> Task goal: Please reproduce the rows from the very first one through the one containing "[53,158,173,266]", putting "rectangle" wherever "bounding box" appears and leaving everything else untouched.

_ _ _ _ _

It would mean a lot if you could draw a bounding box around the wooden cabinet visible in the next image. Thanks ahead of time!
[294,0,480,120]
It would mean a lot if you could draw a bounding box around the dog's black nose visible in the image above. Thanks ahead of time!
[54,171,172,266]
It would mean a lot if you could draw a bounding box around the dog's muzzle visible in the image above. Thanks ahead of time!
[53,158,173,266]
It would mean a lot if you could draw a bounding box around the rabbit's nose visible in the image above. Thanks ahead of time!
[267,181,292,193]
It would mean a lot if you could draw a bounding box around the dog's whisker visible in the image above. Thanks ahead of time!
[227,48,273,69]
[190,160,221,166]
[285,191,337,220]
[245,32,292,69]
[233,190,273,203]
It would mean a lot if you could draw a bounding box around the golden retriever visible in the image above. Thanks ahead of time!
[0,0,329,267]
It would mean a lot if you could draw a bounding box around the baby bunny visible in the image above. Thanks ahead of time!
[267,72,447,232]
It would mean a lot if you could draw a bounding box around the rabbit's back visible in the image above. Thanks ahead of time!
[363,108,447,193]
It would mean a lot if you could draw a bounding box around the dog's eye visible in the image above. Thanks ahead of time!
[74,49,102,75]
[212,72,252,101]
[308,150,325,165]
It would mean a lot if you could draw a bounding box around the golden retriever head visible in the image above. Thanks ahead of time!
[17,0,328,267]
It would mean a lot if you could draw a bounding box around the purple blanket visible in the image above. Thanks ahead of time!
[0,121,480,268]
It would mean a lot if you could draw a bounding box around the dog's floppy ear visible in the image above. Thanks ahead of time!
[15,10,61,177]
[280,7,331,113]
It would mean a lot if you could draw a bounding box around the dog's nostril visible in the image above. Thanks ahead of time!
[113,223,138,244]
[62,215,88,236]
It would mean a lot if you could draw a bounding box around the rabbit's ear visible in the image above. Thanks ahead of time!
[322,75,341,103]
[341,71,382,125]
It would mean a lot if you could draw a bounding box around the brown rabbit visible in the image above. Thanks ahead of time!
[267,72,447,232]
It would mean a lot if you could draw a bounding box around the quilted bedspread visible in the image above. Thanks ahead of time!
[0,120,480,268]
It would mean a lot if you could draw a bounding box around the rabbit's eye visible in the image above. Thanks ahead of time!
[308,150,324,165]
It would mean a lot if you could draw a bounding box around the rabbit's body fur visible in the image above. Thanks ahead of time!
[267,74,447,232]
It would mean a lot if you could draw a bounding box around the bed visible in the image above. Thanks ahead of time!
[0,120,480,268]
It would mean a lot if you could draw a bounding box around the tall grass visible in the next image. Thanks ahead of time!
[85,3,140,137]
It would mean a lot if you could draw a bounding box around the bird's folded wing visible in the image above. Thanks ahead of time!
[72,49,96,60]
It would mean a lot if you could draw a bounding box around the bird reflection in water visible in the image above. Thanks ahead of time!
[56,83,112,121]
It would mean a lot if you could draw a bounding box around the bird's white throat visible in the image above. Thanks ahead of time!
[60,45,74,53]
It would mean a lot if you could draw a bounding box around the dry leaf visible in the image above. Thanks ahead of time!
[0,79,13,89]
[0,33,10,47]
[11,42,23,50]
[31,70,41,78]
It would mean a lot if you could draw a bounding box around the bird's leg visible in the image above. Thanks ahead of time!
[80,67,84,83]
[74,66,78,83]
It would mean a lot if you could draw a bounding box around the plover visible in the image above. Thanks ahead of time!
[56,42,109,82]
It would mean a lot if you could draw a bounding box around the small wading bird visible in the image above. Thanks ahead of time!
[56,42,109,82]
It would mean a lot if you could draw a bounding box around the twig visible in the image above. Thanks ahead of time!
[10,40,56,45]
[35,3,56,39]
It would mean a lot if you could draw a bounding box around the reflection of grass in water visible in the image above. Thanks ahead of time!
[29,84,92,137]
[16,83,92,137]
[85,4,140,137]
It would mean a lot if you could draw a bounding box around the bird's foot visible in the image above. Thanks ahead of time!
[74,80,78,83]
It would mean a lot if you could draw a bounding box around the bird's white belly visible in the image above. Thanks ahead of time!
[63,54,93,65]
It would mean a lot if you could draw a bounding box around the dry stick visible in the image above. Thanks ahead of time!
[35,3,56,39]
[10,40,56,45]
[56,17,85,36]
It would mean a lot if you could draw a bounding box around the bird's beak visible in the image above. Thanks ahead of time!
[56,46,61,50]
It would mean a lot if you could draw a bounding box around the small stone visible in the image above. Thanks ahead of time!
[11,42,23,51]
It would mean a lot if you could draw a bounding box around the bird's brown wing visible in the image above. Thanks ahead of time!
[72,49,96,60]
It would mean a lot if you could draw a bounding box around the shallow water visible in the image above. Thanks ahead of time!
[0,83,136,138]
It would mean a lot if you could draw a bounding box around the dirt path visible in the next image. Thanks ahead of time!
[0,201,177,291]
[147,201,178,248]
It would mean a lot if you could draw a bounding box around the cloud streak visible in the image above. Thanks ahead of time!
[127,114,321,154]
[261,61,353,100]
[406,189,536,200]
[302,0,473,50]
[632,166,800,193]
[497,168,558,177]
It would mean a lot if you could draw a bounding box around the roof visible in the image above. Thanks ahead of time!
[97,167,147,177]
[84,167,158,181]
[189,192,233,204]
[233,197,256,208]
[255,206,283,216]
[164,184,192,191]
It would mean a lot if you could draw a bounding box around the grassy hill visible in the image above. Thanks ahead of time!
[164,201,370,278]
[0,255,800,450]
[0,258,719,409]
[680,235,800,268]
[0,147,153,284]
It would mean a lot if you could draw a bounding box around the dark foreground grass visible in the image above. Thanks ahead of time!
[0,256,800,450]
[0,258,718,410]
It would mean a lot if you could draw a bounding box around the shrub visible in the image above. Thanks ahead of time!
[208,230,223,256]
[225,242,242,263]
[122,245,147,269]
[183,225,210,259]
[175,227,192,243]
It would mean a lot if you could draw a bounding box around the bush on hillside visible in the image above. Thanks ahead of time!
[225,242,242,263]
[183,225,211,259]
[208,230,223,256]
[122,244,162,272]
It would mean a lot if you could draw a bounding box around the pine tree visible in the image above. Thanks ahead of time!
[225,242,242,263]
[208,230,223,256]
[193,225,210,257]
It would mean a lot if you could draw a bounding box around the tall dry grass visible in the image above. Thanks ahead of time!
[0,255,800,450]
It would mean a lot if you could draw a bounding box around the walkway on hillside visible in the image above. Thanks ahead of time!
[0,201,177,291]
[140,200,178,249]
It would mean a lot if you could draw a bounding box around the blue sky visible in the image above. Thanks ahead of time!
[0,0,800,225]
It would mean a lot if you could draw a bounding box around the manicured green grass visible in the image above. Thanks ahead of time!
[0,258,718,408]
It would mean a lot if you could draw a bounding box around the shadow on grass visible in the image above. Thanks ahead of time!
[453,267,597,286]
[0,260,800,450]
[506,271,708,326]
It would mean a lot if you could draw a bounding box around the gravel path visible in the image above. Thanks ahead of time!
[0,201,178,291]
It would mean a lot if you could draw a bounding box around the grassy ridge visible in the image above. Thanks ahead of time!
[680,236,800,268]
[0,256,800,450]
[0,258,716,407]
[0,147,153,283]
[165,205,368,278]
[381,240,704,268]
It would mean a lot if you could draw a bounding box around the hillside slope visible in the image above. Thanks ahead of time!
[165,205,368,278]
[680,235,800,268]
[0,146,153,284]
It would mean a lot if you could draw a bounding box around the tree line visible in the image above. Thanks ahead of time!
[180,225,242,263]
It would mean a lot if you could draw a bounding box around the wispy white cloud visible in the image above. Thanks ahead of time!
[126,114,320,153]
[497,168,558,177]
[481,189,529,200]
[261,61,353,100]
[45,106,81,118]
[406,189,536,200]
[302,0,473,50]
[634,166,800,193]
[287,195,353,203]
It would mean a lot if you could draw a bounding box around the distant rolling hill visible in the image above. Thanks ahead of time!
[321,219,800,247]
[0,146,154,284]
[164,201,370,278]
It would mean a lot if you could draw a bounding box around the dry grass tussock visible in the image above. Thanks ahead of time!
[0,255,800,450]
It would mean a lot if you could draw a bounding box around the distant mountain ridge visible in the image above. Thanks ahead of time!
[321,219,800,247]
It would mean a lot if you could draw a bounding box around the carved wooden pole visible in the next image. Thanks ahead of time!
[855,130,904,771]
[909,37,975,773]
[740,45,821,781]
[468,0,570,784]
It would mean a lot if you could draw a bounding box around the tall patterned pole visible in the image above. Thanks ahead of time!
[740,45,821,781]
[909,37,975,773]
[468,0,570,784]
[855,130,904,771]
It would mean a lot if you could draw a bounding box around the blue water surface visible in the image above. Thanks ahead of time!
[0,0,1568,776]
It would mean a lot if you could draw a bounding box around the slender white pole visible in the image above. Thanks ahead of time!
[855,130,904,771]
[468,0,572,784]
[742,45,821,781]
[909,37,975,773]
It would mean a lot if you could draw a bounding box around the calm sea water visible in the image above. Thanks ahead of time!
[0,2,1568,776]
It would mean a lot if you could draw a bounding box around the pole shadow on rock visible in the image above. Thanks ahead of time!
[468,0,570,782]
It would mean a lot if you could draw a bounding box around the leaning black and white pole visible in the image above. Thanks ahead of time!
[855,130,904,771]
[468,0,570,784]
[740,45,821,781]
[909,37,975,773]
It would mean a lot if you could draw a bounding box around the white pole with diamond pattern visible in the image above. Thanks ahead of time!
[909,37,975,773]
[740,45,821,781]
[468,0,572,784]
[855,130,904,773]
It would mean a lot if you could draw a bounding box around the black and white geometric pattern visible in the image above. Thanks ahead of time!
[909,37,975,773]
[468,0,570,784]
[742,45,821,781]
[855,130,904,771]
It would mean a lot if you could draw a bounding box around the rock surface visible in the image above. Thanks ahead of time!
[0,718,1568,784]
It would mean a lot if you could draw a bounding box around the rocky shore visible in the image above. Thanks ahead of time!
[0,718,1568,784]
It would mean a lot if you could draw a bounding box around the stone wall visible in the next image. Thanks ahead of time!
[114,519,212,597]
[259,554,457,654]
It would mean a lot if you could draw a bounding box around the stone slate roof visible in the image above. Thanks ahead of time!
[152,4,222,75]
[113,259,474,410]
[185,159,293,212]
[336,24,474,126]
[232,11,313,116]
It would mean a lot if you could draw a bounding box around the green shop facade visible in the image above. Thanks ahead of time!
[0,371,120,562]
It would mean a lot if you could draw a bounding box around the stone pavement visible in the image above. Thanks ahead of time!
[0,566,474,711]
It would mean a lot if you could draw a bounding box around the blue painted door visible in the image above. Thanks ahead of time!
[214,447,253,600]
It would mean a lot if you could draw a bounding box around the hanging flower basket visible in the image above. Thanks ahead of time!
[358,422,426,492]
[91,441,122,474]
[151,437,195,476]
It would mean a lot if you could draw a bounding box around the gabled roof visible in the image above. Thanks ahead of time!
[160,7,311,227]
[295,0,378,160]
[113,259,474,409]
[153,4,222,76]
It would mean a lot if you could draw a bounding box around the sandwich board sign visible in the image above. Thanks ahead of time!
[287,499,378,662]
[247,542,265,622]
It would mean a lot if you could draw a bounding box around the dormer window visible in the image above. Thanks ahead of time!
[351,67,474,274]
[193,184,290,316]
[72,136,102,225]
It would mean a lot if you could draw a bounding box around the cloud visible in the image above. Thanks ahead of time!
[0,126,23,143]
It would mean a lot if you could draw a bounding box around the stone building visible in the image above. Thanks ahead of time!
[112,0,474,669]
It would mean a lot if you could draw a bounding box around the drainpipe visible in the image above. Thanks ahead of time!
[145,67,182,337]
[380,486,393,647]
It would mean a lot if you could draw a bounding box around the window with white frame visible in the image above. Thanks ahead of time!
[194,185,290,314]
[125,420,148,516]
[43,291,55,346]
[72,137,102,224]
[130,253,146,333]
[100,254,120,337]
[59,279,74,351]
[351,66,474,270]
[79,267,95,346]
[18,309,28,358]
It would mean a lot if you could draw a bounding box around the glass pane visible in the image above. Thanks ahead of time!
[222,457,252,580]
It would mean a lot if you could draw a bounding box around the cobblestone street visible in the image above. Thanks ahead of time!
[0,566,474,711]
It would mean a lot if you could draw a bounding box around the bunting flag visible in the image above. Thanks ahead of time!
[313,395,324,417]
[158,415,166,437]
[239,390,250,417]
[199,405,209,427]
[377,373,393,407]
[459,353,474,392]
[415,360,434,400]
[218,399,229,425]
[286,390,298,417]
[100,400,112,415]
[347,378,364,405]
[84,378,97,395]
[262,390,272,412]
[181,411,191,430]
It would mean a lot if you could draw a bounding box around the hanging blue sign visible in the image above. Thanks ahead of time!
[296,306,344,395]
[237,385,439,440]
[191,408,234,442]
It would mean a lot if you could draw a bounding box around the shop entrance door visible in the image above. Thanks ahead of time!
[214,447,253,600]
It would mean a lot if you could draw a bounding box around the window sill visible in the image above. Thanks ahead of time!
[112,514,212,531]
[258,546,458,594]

_ _ _ _ _

> Finished answer:
It would mean a lot if you could draw a rectangle around the wooden cabinet visible in the next image. Thanks ahead of time!
[294,0,480,120]
It would mean a lot if you could draw a rectangle around the dog's black nose visible in the image above. Thanks ahead of time!
[54,171,172,266]
It would mean a lot if you could draw a rectangle around the dog's muzzle visible in the image above. Thanks ahead of time!
[53,158,173,266]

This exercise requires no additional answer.